PAGE EXTRACT:
◇ ◇ ◇ ◇ ◇ ◇ ◇
I’ve long been a gamer, ever since I first laid my sticky mitts on a ZX81 and dived into Mazogs:

My favourite games these days are MMOs, usually fantasy-based, like EQ and EQ2. I have also had a sneaking fondness for FPS games, like Unreal Tournament. The game I am playing most at the moment is Battlefield 3. Up to 32 players on each side, from across the world, play as either US or Russian forces in various forms of battle on various maps, small and large. My liking for this sort of thing is probably a throwback to watching films like Where Eagles Dare as a kid, though there is also a real and peculiar sense of camaraderie when four of you are locked down in the same squad, all communicating by Team Speak, buildings blowing up around you and ammo running low. It is also remarkably cathartic after a frustrating day.
◇ ◇ ◇ ◇ ◇ ◇ ◇
DATA PROVIDED:
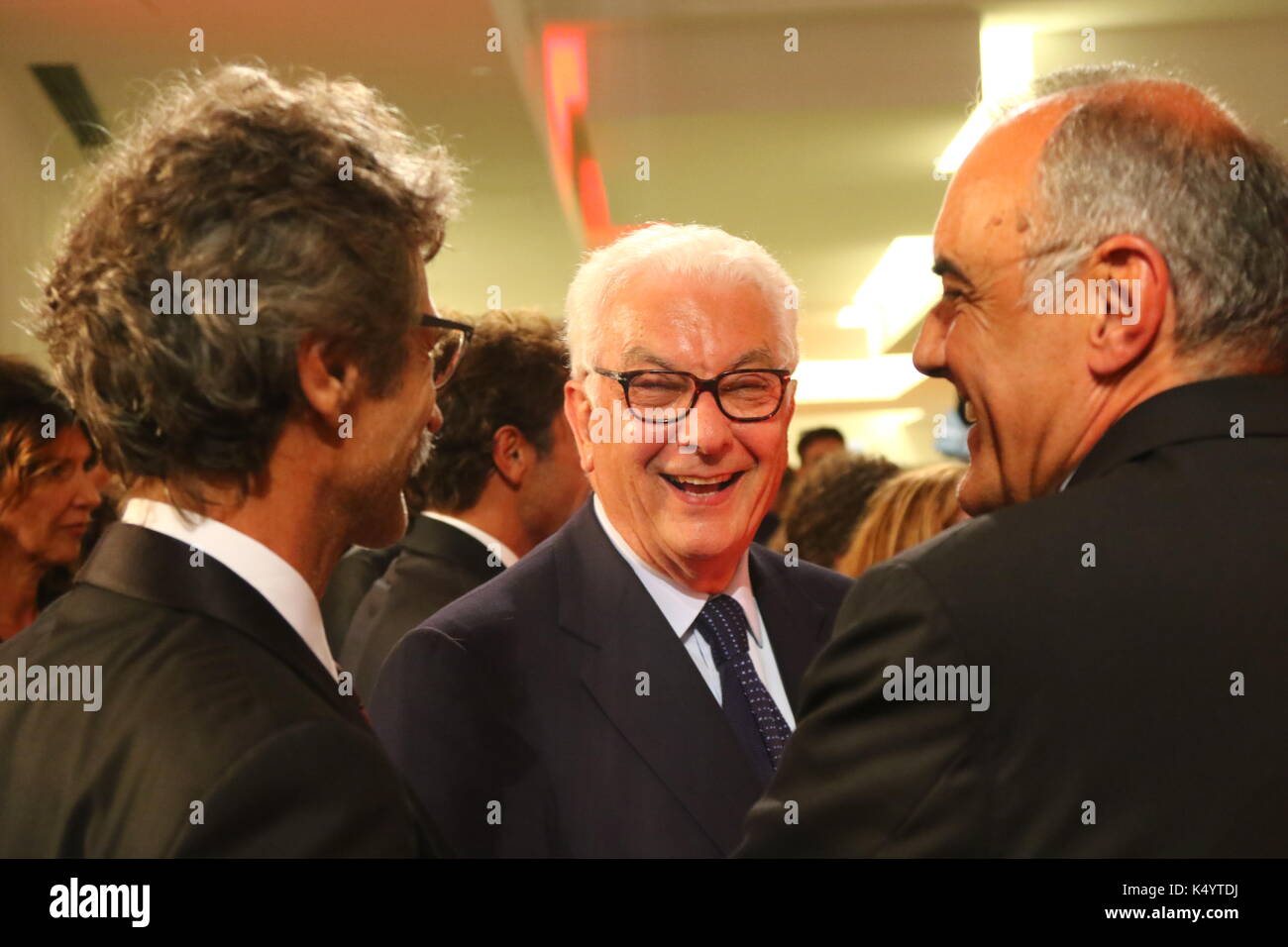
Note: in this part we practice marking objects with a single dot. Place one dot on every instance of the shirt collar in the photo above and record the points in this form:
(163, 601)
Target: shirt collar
(679, 604)
(493, 545)
(252, 561)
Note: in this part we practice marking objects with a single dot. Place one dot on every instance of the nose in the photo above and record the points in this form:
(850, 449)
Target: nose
(704, 429)
(927, 355)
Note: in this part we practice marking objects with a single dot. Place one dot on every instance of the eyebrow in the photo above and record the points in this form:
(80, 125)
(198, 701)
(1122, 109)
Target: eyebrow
(945, 266)
(636, 354)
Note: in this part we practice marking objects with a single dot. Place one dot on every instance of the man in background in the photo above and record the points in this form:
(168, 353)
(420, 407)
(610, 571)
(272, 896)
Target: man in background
(252, 343)
(1093, 665)
(502, 476)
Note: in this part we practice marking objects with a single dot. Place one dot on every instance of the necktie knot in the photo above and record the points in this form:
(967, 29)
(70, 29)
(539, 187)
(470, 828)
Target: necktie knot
(724, 626)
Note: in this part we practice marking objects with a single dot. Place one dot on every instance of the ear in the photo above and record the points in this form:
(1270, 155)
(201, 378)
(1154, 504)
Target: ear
(513, 455)
(329, 377)
(578, 410)
(1128, 298)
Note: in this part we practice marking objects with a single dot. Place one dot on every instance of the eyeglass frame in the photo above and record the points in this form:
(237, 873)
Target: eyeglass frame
(430, 321)
(699, 385)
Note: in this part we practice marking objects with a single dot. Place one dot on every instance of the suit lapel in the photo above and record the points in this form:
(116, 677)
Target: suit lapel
(678, 727)
(797, 626)
(147, 565)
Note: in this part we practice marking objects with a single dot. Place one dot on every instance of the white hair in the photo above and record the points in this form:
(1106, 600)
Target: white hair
(691, 252)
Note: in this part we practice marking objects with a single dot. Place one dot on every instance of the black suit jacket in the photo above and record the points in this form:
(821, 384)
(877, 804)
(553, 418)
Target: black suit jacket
(1111, 684)
(524, 702)
(436, 566)
(209, 696)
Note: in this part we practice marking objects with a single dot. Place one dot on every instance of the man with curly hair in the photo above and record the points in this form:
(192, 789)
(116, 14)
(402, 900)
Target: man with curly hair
(257, 446)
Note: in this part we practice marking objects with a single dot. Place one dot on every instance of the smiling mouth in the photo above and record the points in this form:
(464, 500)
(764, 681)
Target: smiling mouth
(703, 484)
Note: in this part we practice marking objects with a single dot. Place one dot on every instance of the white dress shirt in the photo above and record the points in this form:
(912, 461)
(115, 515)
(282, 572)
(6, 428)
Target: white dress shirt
(252, 561)
(493, 545)
(681, 605)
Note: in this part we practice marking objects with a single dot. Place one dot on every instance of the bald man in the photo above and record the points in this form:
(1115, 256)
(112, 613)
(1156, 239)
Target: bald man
(1093, 665)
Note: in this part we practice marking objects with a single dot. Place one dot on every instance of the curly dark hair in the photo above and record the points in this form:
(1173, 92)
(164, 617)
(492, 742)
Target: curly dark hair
(513, 372)
(239, 175)
(828, 500)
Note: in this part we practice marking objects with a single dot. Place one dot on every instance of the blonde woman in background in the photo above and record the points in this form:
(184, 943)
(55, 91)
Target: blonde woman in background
(907, 509)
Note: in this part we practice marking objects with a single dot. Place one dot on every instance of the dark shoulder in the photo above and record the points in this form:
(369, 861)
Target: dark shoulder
(526, 590)
(816, 582)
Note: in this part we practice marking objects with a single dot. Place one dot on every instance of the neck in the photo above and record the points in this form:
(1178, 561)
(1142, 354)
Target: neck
(1109, 405)
(22, 579)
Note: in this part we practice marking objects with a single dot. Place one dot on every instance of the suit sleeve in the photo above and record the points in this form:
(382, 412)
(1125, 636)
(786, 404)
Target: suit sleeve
(320, 789)
(871, 776)
(443, 719)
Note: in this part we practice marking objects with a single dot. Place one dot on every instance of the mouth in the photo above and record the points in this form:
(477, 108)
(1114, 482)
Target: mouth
(700, 486)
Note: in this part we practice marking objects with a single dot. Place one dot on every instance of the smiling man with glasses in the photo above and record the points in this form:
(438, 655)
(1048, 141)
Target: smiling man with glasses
(627, 686)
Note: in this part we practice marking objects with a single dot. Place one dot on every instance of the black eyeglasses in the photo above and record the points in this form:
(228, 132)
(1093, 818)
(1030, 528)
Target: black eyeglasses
(742, 394)
(449, 346)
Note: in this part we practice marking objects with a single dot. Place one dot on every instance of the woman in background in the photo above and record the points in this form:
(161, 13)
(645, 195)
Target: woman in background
(51, 482)
(905, 510)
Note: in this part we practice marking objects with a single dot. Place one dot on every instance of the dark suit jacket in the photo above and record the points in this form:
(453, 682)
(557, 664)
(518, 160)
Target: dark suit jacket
(207, 696)
(351, 579)
(523, 701)
(1111, 684)
(437, 565)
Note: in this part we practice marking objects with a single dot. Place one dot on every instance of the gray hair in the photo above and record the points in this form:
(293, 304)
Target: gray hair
(1117, 163)
(688, 250)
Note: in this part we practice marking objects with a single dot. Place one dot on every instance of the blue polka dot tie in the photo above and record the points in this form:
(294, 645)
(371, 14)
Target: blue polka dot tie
(752, 712)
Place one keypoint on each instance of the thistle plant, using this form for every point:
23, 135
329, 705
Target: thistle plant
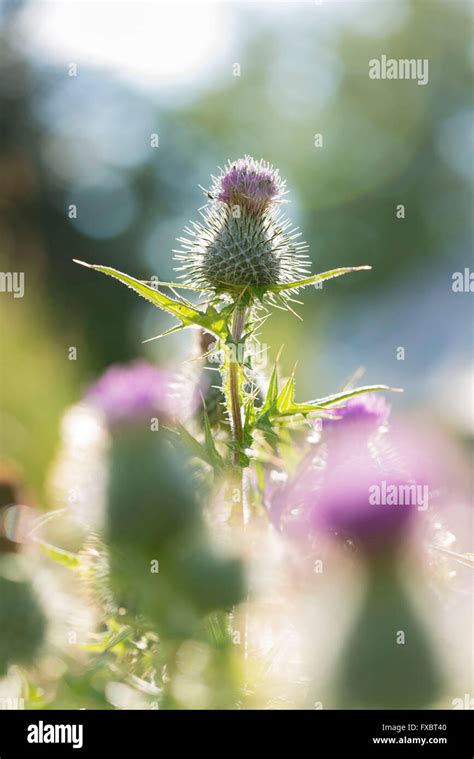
◇ ◇ ◇ ◇ ◇ ◇ ◇
EXERCISE INSTRUCTIONS:
A. According to the passage on gaming, what computer did the writer first play games on?
B. Carry on the passage on gaming, picking up after its final sentence.

EXPECTED RESPONSES:
A. A ZX81.

B.
We are so used to seeing computer graphics in films these days, like the magnificent CGI tiger in Life Of Pi, that we can barely distinguish them from the real thing. Conversely, the graphics in many modern games, like BF3, are so realistic, and the models so controllable, that artistic sorts around the world are creating films using exclusively in-game footage.

This effort from Fierce Eagles, a team of gamers in Pakistan, and ultra-violent as it is being based on BF3, is quite something else.

Take a look at Mazogs above.

And then check out the video below to see how scarily gaming technology has advanced in the thirty years since Mazogs was published by Bug Byte in 1982. (Warning: there is a lot of shooting and killing.)

Where will full-immersion 3D, more powerful processors and even higher definitions take us in the next thirty years?